* **Your goal**:
Rewrite the passage of the forum excerpt starting with "What 'growth in" and going on through "estates mentioned previously.", putting "mansions" wherever "estates" appears.

What 'growth in private industry' happened under Hoover? None. The wealthy financiers ran off and hid on their estates behind private armies, all the while sniveling for the Army to kill all those nasty proles littering the streets and highways. The economy didn't make a single move upward until 2 to 3 months after Roosevelt was elected, and kept rising steadily all the way to 1937, took a small dip, and then started rising again. The 'private sector' didn't do squat except follow FDR's lead. As has been pointed out in another thread, the flaw in FDR's plan was that he didn't spend nearly enough, mostly because of anti-Roosevelt Democrats and those sniveling crooks hiding on their estates mentioned previously.


----------



## regent

I wonder if anti-FDR posters really think they are going to change America's image of  FDR? And I wonder why it is so important that they feel they must  change the image?

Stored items
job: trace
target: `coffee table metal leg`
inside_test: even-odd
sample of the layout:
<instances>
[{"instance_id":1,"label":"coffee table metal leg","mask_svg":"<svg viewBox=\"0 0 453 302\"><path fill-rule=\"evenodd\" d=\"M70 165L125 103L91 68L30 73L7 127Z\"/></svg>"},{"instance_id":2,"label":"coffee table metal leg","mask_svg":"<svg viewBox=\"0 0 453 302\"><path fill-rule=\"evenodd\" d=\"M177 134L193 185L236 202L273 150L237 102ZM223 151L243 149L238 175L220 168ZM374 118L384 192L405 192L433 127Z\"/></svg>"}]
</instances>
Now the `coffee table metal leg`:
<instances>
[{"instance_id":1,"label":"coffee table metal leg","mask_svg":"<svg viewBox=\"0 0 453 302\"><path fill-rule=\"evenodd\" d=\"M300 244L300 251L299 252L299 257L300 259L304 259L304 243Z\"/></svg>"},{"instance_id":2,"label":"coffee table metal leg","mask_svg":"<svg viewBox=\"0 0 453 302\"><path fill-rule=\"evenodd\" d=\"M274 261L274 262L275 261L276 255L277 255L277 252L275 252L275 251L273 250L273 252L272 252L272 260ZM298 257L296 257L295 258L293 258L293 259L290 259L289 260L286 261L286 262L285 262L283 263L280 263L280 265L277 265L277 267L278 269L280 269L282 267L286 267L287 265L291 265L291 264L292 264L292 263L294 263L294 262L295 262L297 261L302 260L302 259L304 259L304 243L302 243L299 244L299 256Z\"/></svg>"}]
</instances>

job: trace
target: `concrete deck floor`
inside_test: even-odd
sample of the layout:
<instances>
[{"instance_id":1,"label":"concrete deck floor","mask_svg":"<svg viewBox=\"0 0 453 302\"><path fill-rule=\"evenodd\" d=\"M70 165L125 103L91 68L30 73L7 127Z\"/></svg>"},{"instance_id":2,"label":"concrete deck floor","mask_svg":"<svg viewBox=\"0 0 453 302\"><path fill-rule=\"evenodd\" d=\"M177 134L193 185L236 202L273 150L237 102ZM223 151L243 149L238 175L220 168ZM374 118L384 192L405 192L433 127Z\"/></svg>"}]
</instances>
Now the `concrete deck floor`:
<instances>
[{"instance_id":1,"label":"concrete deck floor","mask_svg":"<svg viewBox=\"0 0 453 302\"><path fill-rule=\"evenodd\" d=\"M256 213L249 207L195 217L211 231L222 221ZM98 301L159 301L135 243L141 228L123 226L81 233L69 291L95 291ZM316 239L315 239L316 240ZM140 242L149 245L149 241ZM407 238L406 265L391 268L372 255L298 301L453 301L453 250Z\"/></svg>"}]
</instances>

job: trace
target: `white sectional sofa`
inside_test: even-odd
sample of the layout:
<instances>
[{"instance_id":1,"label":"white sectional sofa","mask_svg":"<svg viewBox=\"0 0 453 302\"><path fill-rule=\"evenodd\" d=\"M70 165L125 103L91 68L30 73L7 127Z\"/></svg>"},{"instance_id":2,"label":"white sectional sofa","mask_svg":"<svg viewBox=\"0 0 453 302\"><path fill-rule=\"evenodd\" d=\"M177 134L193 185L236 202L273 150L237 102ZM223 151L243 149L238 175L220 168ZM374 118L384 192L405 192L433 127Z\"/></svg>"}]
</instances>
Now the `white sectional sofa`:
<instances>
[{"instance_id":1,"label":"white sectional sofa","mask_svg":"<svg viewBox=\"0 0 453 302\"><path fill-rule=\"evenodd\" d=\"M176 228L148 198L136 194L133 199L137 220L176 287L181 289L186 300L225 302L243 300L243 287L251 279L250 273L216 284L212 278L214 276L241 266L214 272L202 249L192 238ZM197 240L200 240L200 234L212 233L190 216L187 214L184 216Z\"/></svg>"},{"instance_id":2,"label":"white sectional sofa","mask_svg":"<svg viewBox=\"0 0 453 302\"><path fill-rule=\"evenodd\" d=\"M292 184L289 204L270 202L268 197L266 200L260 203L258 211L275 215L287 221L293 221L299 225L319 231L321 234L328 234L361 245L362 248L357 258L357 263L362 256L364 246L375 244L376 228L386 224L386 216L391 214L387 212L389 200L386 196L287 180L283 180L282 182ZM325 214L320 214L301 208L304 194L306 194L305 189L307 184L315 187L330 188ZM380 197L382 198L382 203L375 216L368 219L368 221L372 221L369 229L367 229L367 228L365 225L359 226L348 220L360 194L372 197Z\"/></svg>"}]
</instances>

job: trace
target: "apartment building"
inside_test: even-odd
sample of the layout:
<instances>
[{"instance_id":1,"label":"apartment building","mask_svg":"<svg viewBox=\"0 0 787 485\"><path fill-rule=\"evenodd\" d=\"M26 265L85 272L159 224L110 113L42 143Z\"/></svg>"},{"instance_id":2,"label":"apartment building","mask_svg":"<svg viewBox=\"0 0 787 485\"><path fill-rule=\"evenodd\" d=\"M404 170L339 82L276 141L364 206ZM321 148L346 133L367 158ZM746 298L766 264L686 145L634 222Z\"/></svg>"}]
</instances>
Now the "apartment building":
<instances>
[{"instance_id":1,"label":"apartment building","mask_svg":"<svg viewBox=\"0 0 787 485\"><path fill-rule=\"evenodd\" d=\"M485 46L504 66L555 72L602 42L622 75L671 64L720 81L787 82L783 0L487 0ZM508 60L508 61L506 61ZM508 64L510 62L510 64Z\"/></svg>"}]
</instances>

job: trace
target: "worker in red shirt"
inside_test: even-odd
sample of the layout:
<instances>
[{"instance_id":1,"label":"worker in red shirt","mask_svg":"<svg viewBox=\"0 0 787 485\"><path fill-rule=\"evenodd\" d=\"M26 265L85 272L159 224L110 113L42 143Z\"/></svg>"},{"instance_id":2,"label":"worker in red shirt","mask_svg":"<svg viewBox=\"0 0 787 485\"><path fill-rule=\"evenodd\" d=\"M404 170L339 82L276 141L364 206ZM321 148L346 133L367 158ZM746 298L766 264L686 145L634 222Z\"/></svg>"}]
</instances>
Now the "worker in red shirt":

* **Complete response**:
What 'growth in private industry' happened under Hoover? None. The wealthy financiers ran off and hid on their mansions behind private armies, all the while sniveling for the Army to kill all those nasty proles littering the streets and highways. The economy didn't make a single move upward until 2 to 3 months after Roosevelt was elected, and kept rising steadily all the way to 1937, took a small dip, and then started rising again. The 'private sector' didn't do squat except follow FDR's lead. As has been pointed out in another thread, the flaw in FDR's plan was that he didn't spend nearly enough, mostly because of anti-Roosevelt Democrats and those sniveling crooks hiding on their mansions mentioned previously.